SOURCE EXTRACT:
One thing that seems crazy to me is that you're not allowed to use non-Visa cards to buy Olympic tickets, and ATMs have been forced to close, replaced with a (smaller) number of Visa-only machines. This is actually very different from sponsorship - it means that you cannot be a spectator at the games without signing up with Visa. You can keep out of the McDonalds, you can frown at Dow Chemicals, but you simply won't be allowed in without a Visa card. Why hasn't this been mentioned more often in the media? It's an abusive monopoly.

2: Security clampdowns and chilling effects on civil liberties

There are already "chilling effects" described above in the sponsor/logo ridiculousness: for example, the police wasted time emptying their crisps into clear plastic bags in case they ired the sponsors. But much worse than this is the chilling effect on free speech and other civil rights.

Very notable has been the intimidation and disruption of photographers. Many different people have reported that G4S and sometimes the police have stopped journalists taking pictures in a public place, using fairly vague ideas about it being a security issue. The Guardian has a video of it happening.

But it's not just photographers:

  • People who had done nothing wrong at all were arrested, had their homes raided & forbidden to use public transport. These were ex-graffiti artists arrested just-in-case. Unfortunately, this pre-emptive rounding up of people who "might" cause trouble was recently supported by the High Court, who dismissed complaints about police arresting various people who had done nothing wrong just in case they caused controversy during the day of the royal wedding. It's difficult for the police to respond to modern phenomena such as flashmobs but this sounds like plain injustice to me: people who have done nothing wrong detained on the basis of their political beliefs. There's a delicate balance needed here, to protect people's democratic rights.
  • Groups of two or more people (or young people at night) are banned from the Stratford area under specific regulations which I guess must have quite an impact on people who live in Stratford. "A Met spokesman admitted that previous dispersal orders in the area had transferred problems to other areas, but said the force hoped it would not happen this time."
  • A woman received a police warning for a Facebook joke about squirting the Olympic flame with a water pistol.
  • A man in Surrey was arrested (later freed without charge) "based on his manner, his state of dress and his proximity to the [cycling] course". The press summarised it as arrested in Leatherhead for 'not smiling'.

This kind of heavy-handedness is used not only to reduce the chance of flashmobs and other disruption, but also to suppress dissent. The absolute peak of this: police even arrested three protestors for pouring custard over their own heads in Trafalgar Square. As a distilled example of the British spirit right now - critical awareness and up-yours spirit paired with the chilling effects of policing heavy-handedness - I don't know how anyone can top this.

3: Financial weaselings

I don't need to reinforce the fact that the costs of the Olympics ballooned beyond original estimates. That's almost inevitable. And no, no-one expects that money to come back in increased tourism and business - it hasn't done that in the past and that was never the point.

SET EXERCISE A: In the Olympics critique, what were three protestors arrested for doing in Trafalgar Square?

PROVIDED ENTRIES:
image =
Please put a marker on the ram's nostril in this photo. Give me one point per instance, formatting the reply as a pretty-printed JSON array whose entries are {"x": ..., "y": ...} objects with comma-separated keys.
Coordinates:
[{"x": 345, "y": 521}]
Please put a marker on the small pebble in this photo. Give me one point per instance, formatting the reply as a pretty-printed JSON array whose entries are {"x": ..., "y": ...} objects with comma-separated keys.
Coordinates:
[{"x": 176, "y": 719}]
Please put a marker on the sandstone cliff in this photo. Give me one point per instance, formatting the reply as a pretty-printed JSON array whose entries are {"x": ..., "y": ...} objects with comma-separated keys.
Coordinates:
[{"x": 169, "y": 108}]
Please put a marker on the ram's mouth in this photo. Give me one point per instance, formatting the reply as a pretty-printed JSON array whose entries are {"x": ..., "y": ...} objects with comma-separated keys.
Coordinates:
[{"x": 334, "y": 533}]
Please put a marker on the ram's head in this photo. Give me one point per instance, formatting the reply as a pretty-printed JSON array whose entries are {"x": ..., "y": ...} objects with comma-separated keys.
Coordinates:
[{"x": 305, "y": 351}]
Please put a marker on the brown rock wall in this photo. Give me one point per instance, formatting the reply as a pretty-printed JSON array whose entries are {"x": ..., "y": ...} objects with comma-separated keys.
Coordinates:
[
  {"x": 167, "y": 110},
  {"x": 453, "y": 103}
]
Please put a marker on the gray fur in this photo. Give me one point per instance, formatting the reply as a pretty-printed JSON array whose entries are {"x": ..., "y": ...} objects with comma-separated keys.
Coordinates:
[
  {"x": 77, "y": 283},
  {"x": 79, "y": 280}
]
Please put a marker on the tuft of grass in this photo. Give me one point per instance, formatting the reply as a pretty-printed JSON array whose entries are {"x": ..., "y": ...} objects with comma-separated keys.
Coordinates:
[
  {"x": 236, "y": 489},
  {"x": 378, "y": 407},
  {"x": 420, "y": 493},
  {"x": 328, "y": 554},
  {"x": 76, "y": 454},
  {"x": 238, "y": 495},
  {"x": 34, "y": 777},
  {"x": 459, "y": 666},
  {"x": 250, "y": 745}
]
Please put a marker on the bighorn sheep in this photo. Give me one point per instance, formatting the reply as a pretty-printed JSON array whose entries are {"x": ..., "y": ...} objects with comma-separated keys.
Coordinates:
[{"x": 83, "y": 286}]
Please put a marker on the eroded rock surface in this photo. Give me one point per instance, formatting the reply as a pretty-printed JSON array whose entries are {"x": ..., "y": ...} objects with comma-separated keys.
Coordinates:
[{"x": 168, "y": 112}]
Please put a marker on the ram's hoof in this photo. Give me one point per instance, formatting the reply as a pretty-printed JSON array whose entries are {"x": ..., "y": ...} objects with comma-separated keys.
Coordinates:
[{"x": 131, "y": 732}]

SET EXERCISE B: Please recast the stretch of entries from the line containing "Please put a marker on the ram's hoof" through the end of the entries as a numbered list, leaving out blank lines.

TASK OUTPUT A: Pouring custard over their own heads.

TASK OUTPUT B:
1. Please put a marker on the ram's hoof in this photo. Give me one point per instance, formatting the reply as a pretty-printed JSON array whose entries are {"x": ..., "y": ...} objects with comma-separated keys.
2. Coordinates:
3. [{"x": 131, "y": 732}]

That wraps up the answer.